The idea of applying a medical model, in which healthcare is customized based on a genetic understanding of the patient and their disease, is an ideal that may someday occur. We have had some success in the field of oncology, but we are not yet there with infectious diseases.
In the field of infectious disease identification, control and treatment — a field in which I have spent most of my career — we frequently have to apply more broad measures initially, and later narrow our focus once we have a better handle on the microbial “enemy.”
The obsession for the precise over the general, while rooted in good intentions, can sometimes slow or stymie the response to a pathogenic threat.
For example, when we select antibiotics for a patient dying of sepsis, we routinely reach for a “big gun” general antibiotic initially, based on the patient’s symptoms and medical history, so as not to miss a specific treatable bacteria. Once our laboratory tests give us a diagnosis, we then narrow the antibiotic choice to more directly target the offending pathogen.

## WHAT TO PRODUCE
Please translate this sentence from the infectious disease passage into Spanish: "The obsession for the precise over the general, while rooted in good intentions, can sometimes slow or stymie the response to a pathogenic threat." The entries are separate material with no connection to the infectious disease passage.

## ENTRIES SHOWN
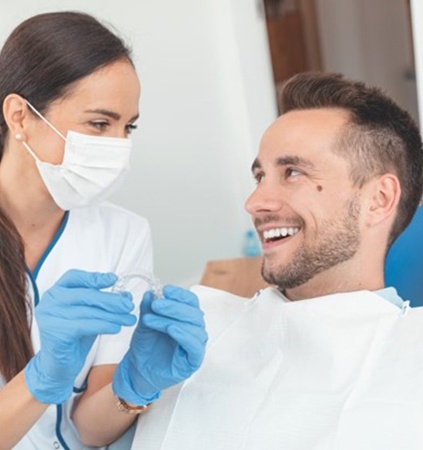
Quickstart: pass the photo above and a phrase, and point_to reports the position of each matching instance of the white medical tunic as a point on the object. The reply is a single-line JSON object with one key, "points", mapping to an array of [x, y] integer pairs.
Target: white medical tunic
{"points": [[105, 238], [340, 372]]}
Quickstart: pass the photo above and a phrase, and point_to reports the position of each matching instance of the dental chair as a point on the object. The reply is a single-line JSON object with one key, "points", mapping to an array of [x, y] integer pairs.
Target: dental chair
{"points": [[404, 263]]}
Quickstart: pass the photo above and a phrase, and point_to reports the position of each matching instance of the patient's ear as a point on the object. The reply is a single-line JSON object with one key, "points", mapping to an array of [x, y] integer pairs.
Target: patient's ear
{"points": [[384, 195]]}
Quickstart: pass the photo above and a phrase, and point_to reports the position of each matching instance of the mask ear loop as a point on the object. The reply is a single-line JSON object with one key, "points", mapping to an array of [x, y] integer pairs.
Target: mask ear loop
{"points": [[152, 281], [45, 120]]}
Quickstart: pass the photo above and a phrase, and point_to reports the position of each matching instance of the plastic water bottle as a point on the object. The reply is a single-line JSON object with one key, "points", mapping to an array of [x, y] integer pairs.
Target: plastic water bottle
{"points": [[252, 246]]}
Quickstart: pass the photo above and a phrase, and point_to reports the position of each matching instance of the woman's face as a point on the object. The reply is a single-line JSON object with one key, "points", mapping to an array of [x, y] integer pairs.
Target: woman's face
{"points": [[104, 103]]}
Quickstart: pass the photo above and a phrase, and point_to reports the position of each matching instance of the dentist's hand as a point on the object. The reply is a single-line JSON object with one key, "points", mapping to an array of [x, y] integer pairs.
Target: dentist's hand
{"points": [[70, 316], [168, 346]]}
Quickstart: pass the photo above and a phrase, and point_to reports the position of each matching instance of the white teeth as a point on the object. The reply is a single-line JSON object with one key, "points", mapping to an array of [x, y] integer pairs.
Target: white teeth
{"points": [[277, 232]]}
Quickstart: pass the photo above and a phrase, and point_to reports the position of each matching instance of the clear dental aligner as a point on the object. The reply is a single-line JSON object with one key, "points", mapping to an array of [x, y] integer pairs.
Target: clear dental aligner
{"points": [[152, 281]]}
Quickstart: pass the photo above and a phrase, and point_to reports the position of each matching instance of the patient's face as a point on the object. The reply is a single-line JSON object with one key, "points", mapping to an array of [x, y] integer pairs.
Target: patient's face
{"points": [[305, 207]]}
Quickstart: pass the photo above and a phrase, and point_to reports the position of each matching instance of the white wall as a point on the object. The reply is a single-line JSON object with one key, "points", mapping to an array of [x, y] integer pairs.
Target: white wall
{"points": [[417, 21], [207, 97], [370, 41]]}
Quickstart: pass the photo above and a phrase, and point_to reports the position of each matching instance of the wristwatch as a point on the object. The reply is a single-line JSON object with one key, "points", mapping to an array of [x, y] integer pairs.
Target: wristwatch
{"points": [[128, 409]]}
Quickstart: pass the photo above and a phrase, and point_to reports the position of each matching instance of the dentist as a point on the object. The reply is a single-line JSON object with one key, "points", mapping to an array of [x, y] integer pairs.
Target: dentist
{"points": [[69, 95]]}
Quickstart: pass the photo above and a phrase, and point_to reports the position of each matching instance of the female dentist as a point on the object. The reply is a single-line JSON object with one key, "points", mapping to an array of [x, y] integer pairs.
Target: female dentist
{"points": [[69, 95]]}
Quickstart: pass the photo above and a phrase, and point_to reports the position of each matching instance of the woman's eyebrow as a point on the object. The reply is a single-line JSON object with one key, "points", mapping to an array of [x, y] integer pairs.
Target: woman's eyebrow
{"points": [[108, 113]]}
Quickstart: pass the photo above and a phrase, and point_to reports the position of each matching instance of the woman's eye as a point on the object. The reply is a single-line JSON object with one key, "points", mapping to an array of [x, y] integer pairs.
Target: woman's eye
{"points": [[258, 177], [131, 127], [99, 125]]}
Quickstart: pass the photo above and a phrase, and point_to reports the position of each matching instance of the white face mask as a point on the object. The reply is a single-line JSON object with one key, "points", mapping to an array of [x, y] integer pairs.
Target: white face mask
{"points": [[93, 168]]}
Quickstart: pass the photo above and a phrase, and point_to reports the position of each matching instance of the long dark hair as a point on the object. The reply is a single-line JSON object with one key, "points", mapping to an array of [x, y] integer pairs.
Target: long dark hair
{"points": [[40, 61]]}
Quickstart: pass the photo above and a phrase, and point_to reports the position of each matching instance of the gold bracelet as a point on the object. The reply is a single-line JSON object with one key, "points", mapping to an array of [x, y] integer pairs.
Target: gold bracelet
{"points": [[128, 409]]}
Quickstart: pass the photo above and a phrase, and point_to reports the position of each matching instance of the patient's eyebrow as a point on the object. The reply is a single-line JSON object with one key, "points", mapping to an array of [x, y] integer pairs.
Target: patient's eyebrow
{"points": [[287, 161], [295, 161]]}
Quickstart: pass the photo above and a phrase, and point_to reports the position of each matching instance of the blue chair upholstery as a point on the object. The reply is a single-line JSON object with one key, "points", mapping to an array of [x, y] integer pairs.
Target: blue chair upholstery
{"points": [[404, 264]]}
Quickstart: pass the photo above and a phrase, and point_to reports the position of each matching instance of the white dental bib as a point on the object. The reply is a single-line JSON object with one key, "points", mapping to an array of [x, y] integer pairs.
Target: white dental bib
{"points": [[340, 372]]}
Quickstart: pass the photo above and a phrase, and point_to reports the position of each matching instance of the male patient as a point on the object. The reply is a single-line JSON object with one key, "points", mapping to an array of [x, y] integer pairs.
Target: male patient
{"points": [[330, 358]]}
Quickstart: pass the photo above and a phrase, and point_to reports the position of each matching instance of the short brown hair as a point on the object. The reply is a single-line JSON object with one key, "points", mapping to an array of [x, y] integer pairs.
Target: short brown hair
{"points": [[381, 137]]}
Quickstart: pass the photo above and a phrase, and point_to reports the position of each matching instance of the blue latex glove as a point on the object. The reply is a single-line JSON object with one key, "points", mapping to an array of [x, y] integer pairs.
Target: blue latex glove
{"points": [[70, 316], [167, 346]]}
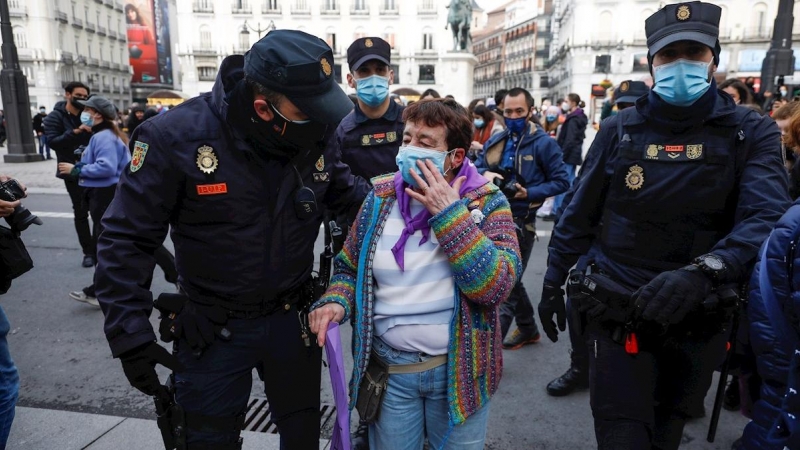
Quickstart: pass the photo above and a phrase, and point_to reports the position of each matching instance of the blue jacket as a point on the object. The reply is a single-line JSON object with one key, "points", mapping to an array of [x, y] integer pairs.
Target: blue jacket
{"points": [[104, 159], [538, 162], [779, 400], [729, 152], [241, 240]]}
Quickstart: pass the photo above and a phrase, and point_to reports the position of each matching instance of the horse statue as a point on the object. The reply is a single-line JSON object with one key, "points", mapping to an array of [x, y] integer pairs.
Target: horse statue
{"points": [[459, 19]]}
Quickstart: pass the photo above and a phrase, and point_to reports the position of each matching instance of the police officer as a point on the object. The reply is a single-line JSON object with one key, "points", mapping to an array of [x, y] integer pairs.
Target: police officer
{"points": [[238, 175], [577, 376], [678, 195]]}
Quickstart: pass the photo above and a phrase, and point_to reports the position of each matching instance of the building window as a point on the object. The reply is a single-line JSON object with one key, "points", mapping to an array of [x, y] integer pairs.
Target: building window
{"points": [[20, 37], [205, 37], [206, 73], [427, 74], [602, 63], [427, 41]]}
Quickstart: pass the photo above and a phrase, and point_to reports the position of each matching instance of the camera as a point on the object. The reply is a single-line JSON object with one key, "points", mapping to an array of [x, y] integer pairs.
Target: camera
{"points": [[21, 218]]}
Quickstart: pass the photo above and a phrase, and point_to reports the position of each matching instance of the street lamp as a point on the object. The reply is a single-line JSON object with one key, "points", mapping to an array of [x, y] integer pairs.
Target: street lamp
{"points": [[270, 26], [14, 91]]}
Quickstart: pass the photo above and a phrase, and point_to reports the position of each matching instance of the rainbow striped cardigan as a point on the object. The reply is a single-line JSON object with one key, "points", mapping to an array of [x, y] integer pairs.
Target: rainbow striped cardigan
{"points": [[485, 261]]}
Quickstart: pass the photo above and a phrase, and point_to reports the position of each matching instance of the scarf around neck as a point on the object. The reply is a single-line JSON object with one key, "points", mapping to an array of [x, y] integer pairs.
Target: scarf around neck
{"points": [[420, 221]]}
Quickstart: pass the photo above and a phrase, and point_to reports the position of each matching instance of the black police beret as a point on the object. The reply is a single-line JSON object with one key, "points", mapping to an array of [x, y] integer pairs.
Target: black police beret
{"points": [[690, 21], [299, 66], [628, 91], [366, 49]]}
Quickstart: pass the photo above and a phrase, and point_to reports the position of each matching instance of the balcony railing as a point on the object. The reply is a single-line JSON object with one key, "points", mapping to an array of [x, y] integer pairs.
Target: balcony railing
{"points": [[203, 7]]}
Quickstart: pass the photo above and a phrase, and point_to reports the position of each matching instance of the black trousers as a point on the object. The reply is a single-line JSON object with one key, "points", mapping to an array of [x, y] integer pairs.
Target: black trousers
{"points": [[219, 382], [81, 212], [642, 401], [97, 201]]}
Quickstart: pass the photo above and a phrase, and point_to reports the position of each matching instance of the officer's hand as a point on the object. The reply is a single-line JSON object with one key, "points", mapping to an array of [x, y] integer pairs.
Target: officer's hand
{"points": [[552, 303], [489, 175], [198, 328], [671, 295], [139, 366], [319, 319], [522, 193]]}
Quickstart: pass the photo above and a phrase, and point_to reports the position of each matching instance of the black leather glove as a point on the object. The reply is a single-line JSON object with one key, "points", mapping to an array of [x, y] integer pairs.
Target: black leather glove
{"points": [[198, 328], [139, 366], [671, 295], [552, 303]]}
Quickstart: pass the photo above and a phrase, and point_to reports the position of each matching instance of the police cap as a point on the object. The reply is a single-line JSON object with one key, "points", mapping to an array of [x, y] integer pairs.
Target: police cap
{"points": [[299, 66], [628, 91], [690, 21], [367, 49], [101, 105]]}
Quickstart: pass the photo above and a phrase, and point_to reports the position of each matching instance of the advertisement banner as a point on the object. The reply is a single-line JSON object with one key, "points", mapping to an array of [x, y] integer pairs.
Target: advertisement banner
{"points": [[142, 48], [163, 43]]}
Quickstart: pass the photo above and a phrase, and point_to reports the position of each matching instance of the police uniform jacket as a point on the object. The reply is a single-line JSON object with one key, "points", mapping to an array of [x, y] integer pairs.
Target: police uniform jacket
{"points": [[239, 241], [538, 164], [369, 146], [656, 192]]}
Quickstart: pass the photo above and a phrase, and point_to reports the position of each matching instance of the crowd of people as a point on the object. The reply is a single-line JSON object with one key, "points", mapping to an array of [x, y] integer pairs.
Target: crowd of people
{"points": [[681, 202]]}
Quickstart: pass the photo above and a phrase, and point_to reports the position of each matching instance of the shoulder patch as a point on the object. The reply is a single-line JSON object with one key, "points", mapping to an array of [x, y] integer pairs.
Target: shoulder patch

## FINISHED TASK
La obsesión por lo preciso por encima de lo general, aunque nace de buenas intenciones, a veces puede frenar u obstaculizar la respuesta ante una amenaza patógena.